▸ **Written exercise**
Present everything in the items below from the line containing "Identify the position of each instance of the main" down to the line containing "[(421, 323), (424, 323), (345, 315)]", both included, as a Markdown table with the columns Row and Content. Number each line in Row, put its text in Content, and leave out blank lines.
## BEGIN Given data
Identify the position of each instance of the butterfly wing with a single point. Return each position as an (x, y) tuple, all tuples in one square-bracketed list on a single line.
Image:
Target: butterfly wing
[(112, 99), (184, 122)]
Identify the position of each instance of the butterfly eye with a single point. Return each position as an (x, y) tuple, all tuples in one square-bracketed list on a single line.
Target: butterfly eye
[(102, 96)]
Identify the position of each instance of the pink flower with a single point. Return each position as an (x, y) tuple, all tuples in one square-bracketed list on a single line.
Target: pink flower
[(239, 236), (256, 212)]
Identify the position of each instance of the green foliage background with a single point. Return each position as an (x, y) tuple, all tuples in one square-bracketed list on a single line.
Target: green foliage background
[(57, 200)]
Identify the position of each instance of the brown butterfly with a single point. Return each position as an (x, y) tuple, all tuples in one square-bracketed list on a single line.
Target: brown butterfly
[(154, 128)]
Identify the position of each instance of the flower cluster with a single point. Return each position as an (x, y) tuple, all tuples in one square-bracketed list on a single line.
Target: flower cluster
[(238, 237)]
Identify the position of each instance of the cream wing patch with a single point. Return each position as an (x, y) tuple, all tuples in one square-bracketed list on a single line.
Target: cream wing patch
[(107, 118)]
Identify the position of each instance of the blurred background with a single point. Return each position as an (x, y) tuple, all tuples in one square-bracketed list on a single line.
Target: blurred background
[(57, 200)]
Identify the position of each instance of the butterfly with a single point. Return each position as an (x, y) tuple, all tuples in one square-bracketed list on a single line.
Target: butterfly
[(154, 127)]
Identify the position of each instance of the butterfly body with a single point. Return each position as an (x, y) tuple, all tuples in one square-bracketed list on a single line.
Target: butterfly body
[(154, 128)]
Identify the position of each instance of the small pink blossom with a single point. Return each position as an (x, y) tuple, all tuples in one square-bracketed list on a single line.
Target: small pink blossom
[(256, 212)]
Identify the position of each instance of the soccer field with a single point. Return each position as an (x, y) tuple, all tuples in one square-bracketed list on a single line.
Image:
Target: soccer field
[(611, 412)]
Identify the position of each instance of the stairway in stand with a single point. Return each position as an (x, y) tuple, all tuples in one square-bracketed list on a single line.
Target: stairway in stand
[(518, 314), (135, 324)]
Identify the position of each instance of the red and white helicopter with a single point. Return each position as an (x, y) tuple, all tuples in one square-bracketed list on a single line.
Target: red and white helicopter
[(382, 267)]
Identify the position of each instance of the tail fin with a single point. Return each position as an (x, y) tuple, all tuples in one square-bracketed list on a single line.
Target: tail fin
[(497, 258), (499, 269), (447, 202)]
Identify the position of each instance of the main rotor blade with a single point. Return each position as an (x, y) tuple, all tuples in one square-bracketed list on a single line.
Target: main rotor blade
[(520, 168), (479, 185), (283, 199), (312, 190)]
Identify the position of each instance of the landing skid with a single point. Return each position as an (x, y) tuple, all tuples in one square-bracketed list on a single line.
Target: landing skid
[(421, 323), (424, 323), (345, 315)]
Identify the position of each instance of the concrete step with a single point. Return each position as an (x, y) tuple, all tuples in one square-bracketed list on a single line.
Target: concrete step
## END Given data
▸ **Solution below**
| Row | Content |
|---|---|
| 1 | Identify the position of each instance of the main rotor blade with a single point. Return each position as an (x, y) tuple, all tuples in one square-bracketed list on a single line. |
| 2 | Target: main rotor blade |
| 3 | [(520, 168), (479, 185), (283, 199), (312, 190)] |
| 4 | Identify the position of each instance of the landing skid with a single point. Return each position as an (x, y) tuple, all tuples in one square-bracketed list on a single line. |
| 5 | Target: landing skid |
| 6 | [(421, 323), (424, 323), (345, 315)] |